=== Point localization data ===
▽

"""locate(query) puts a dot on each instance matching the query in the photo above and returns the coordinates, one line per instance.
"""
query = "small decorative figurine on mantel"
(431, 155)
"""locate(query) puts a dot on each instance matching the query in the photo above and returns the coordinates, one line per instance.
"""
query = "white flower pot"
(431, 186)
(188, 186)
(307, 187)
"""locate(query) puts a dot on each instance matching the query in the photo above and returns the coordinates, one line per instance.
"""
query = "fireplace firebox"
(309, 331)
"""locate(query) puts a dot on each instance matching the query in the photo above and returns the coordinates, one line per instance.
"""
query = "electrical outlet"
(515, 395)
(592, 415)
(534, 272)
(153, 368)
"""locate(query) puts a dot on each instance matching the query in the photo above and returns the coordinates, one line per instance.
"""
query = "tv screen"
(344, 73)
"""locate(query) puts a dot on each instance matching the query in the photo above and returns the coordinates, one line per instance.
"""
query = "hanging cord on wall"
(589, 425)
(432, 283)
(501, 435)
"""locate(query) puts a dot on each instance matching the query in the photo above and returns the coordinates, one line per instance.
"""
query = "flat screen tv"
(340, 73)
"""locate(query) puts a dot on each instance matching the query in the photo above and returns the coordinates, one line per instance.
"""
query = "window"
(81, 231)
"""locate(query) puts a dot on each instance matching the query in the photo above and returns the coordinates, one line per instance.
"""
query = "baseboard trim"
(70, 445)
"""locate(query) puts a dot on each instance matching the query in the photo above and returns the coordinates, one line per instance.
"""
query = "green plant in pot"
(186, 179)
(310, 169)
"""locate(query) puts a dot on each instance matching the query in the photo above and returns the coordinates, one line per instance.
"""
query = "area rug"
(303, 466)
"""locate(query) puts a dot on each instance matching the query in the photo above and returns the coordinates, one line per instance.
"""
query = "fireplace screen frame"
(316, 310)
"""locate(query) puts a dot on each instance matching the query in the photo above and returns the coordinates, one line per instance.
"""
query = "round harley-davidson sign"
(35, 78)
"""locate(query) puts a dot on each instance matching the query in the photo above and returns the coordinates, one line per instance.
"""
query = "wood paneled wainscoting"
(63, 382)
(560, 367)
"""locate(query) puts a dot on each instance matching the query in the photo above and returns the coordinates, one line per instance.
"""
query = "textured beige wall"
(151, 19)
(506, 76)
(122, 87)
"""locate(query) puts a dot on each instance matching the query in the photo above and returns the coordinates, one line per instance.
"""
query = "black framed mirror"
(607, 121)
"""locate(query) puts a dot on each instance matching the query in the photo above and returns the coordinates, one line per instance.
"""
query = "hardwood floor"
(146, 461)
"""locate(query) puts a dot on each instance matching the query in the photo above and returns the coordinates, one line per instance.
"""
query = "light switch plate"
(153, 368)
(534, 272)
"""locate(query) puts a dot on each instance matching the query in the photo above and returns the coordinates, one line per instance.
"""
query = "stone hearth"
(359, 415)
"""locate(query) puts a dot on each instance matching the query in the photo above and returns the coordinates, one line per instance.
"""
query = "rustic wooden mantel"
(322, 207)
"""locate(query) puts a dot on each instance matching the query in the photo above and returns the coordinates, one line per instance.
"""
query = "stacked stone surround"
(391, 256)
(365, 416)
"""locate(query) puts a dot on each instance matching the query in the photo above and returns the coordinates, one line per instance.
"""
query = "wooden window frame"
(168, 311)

△

=== WHAT YOU SHOULD DO ===
A verbatim output of all the data above is needed.

=== RESPONSE TO THIS EXERCISE ===
"""locate(query) puts a dot on each instance matching the query in the photo above and returns the coordinates, one line per instance.
"""
query = "small decorative figurine on mantel"
(431, 155)
"""locate(query) puts a dot on each instance matching the query in the photo above and returns the coordinates, one line per instance.
"""
query = "white flower pot"
(431, 186)
(188, 186)
(307, 187)
"""locate(query) puts a dot on each instance matching the query in the photo above and returns the coordinates, one line per instance.
"""
query = "fireplace firebox"
(309, 331)
"""locate(query) puts a dot on each instance matching the query in the photo above and returns the coordinates, one line per instance.
"""
query = "electrical outlet"
(515, 395)
(592, 415)
(534, 272)
(153, 368)
"""locate(query) puts a dot on each instance matching the query in the photo above and returns the coordinates, one line per instance.
"""
query = "tv screen"
(344, 73)
"""locate(query) puts a dot on each instance matching the query in the photo above and returns the coordinates, one line per instance.
"""
query = "hanging cord on wall"
(589, 425)
(432, 283)
(501, 435)
"""locate(query) puts a dot on each instance matching the query in the photo above and returns the coordinates, one line per instance.
"""
query = "flat screen tv"
(340, 73)
"""locate(query) puts a dot on each instance matching the query in the photo above and returns the coordinates, one line per instance.
"""
query = "window"
(81, 231)
"""locate(query) puts a dot on each instance matching the query in the photo above and returns the coordinates, one line per instance.
"""
query = "baseboard trim"
(70, 445)
"""locate(query) puts a dot on each instance matching the query in the photo above and returns the coordinates, one line per instance.
"""
query = "green plant in pot"
(186, 179)
(310, 169)
"""locate(query) puts a dot on each instance matching the query in the photo above and returns the coordinates, one line per instance.
"""
query = "area rug"
(303, 466)
"""locate(query) puts a dot on each instance matching the query in the photo above and returns the coordinates, one line per instance.
"""
query = "fireplace screen frame"
(316, 310)
"""locate(query) puts a dot on each instance matching the query in the photo above and returns the coordinates, one line per instance.
"""
query = "round harley-davidson sign"
(35, 78)
"""locate(query) puts a dot on each instance matching the query in the photo above and returns the coordinates, one line per instance.
"""
query = "wood paneled wainscoting"
(63, 382)
(560, 367)
"""locate(query) puts a dot on each instance matching the query in the photo above and returns the coordinates, one line per instance.
"""
query = "textured beige wall"
(151, 19)
(506, 76)
(122, 87)
"""locate(query) puts a dot on each instance matching the query in the photo above and returns the coordinates, one line per instance.
"""
query = "black framed mirror"
(607, 121)
"""locate(query) puts a dot on each instance matching the query in the photo above and returns the coordinates, one line per instance.
"""
query = "hardwood floor"
(146, 461)
"""locate(query) puts a dot on each instance matching the query in the photo above and returns the coordinates, one line per instance.
"""
query = "light switch plate"
(153, 368)
(534, 272)
"""locate(query) puts a dot on each instance matching the query in the photo above and returns the coordinates, one line per instance.
"""
query = "stone hearth"
(359, 415)
"""locate(query) puts a dot on each instance matching the query in the photo above and returns the coordinates, one line per instance.
"""
query = "rustic wooden mantel"
(322, 207)
"""locate(query) puts a dot on each instance matching the query in the photo above and returns the coordinates, one line per instance.
"""
query = "stacked stone surround"
(391, 256)
(365, 416)
"""locate(query) puts a dot on each instance matching the query in the photo above and returns the coordinates, one line per instance.
"""
query = "wooden window frame"
(168, 311)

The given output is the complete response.